> **Assignment**
From the entries that follow, copy each line in which "Query" appears.

> **Information shown**

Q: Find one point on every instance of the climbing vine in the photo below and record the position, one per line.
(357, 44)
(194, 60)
==
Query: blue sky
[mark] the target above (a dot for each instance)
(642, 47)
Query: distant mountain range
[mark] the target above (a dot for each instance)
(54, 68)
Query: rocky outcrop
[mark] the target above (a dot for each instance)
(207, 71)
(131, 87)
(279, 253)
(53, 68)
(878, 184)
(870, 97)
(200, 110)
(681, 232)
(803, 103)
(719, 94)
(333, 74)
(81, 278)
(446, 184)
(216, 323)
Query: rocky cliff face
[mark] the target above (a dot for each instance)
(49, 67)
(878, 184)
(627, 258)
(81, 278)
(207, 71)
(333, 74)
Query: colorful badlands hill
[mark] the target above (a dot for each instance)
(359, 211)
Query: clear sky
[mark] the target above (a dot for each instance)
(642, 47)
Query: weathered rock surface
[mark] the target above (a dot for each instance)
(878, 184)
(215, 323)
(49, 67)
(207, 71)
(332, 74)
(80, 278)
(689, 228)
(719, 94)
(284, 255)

> **Result of this exercise**
Query: blue sky
Query: distant mountain range
Query: rocky outcrop
Query: rocky cliff face
Query: colorful badlands hill
Query: clear sky
Query: weathered rock surface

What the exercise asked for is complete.